> _REQUIRED WORK_
Take every line of the material below that includes the string "blue" and copy it out.

> _RAW DATA_
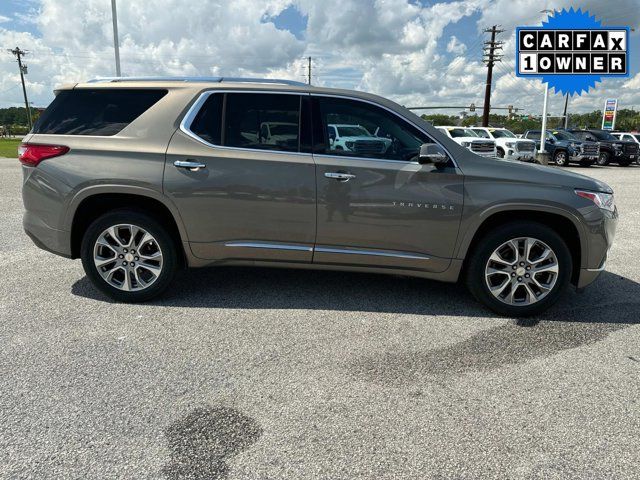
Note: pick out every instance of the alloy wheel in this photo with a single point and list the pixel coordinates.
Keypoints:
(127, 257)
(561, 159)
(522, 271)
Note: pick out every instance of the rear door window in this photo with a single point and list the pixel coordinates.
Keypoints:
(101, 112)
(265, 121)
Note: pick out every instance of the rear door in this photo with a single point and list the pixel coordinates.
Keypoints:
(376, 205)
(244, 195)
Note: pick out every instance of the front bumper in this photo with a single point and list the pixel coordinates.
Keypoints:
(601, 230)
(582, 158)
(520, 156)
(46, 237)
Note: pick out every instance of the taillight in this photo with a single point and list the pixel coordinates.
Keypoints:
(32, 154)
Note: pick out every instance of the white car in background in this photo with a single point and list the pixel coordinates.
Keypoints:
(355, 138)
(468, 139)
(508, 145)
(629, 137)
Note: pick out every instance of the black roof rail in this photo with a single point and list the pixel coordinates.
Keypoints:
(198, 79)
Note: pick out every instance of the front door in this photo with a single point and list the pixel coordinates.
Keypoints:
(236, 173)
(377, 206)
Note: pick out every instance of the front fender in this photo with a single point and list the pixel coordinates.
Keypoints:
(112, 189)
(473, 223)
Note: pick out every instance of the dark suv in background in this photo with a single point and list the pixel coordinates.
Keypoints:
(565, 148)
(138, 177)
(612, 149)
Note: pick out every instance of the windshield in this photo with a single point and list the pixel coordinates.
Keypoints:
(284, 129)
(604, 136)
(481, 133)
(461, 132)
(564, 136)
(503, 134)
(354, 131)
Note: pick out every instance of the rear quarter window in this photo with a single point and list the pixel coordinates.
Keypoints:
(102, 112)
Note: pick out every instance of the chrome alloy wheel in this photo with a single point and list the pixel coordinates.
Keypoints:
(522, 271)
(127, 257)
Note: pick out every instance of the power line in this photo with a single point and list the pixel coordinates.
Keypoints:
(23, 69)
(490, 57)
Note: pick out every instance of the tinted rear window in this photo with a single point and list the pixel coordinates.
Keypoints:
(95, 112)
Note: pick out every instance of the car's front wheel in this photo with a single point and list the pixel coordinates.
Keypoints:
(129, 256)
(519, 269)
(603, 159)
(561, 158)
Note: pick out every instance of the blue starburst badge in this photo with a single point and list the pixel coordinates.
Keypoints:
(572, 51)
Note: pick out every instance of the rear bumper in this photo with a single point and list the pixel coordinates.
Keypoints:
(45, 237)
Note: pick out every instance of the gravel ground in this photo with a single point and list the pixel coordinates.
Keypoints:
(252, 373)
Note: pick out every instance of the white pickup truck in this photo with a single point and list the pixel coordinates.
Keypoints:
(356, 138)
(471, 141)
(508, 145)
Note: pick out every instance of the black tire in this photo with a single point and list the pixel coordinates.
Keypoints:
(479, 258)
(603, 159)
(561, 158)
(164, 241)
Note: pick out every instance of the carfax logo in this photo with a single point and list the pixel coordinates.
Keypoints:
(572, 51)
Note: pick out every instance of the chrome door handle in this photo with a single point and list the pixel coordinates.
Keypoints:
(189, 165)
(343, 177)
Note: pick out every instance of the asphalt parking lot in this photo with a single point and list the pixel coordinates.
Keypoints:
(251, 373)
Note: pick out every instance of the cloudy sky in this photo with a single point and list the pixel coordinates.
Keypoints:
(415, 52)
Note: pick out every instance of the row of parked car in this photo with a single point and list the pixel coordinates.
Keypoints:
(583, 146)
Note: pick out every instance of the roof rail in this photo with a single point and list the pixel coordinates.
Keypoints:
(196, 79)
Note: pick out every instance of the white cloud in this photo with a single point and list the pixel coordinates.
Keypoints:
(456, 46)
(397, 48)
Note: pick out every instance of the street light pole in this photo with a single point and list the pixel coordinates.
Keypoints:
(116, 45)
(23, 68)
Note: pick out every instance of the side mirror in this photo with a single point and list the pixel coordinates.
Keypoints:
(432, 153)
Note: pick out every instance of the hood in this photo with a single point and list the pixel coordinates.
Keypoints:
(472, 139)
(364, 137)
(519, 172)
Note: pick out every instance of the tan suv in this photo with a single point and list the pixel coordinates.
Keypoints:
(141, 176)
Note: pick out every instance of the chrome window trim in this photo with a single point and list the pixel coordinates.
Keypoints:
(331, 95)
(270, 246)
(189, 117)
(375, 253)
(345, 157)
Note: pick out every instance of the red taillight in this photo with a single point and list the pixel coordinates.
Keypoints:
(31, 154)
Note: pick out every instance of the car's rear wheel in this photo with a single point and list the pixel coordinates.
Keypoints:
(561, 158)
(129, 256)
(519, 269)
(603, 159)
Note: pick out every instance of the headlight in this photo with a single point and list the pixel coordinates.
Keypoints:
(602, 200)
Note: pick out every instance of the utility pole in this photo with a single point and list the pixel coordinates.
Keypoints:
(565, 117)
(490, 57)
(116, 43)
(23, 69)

---

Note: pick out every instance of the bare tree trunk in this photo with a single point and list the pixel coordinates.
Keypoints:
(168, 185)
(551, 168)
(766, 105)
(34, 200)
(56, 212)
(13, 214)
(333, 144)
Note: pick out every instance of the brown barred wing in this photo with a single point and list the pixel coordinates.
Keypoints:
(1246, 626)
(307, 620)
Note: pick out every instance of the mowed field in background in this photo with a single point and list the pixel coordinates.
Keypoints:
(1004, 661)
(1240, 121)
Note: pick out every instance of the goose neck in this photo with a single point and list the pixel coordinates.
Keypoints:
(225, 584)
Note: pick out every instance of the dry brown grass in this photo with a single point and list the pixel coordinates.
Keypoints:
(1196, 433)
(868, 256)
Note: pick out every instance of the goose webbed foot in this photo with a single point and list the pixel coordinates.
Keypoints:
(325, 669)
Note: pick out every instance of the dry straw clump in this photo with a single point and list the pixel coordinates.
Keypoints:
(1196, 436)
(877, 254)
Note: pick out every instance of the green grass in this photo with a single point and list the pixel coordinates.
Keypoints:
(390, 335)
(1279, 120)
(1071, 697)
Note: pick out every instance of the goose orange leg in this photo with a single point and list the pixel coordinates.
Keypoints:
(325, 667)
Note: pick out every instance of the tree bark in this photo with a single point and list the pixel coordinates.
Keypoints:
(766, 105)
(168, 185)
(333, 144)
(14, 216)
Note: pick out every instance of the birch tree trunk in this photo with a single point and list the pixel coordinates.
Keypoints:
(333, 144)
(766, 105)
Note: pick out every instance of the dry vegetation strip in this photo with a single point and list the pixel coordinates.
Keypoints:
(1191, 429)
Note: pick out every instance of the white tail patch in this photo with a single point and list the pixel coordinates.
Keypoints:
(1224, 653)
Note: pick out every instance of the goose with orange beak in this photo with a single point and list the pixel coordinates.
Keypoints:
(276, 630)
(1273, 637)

...

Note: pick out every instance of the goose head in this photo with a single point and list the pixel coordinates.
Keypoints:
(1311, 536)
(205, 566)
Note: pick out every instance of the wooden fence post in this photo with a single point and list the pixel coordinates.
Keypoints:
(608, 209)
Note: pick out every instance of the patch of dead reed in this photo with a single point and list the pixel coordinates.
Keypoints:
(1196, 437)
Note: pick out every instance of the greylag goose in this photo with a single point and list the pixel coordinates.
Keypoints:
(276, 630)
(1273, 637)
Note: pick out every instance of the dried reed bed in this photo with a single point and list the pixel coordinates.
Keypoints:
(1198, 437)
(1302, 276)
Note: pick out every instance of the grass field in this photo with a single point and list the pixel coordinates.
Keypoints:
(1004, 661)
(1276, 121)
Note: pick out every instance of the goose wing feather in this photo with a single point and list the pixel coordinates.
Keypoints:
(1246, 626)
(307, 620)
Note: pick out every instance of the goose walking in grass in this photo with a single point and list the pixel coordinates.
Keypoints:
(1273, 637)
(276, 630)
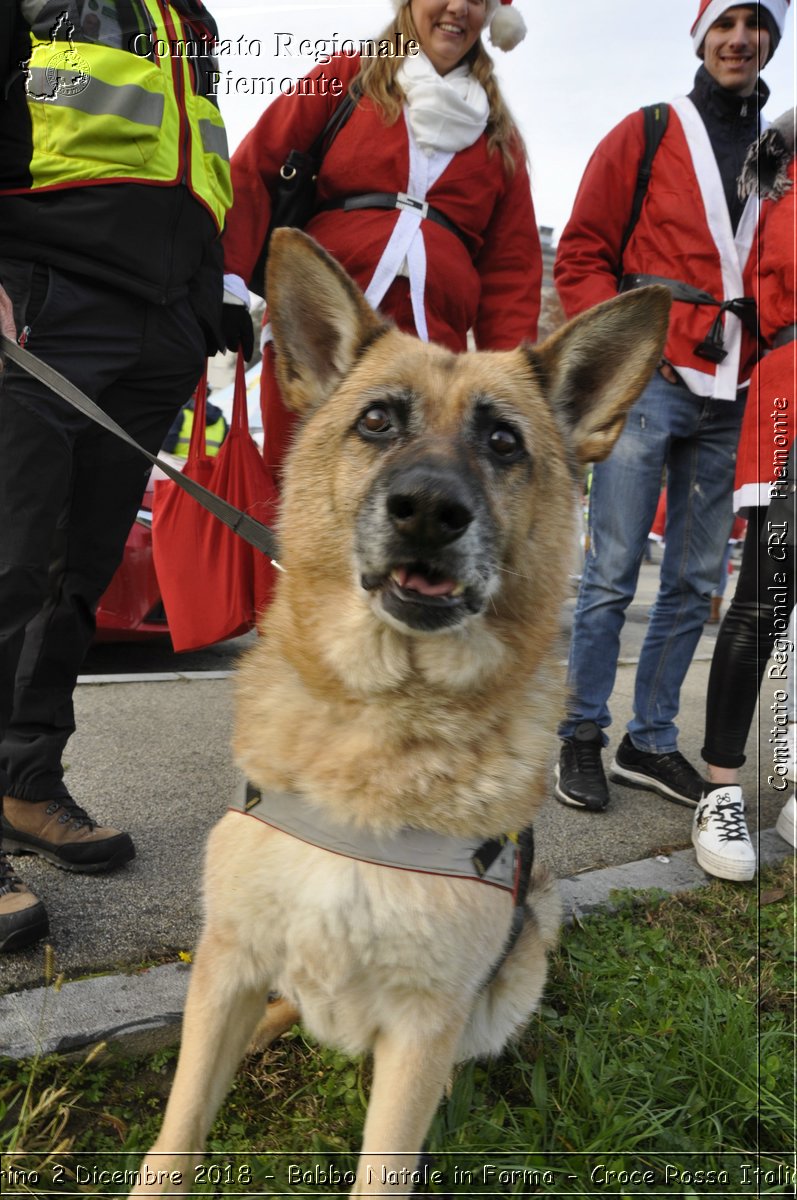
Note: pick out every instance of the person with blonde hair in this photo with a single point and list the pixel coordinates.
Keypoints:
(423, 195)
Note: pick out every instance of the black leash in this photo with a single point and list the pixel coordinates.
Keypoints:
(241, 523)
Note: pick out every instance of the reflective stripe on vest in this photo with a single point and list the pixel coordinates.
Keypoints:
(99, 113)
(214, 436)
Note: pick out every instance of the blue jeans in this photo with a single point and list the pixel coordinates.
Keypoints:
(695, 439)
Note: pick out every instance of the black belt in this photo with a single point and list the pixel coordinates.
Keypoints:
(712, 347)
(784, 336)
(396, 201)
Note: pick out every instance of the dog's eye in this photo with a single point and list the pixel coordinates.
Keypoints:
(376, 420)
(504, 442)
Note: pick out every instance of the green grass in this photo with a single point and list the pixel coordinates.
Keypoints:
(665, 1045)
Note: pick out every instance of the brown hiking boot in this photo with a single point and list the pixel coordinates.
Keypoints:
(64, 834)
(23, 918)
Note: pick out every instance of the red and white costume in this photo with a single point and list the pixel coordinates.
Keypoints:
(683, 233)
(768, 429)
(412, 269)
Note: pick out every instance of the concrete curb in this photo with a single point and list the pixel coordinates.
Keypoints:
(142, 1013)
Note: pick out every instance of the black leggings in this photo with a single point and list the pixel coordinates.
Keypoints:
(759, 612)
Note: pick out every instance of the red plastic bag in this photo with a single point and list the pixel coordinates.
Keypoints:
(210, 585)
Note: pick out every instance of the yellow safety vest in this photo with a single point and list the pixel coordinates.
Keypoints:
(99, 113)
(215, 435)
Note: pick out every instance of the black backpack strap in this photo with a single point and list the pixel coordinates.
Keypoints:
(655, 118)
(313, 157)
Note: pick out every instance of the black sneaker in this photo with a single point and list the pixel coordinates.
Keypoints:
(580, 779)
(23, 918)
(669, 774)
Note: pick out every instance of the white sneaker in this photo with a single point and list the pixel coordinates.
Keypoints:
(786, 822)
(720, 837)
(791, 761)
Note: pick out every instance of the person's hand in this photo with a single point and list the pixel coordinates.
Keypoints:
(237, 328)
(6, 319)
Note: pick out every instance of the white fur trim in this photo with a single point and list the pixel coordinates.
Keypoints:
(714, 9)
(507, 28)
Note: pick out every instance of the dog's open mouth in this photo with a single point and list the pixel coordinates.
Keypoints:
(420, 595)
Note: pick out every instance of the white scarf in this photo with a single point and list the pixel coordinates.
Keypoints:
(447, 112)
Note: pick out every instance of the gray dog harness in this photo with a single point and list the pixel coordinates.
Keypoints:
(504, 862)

> _SOLVED EXERCISE_
Note: pick out every instance of the blue starburst badge in this photo with a single point and list the pixel coordinates.
Note: pick out every instance of the blue jeans in this photo with a single point and list the pixel coordinates.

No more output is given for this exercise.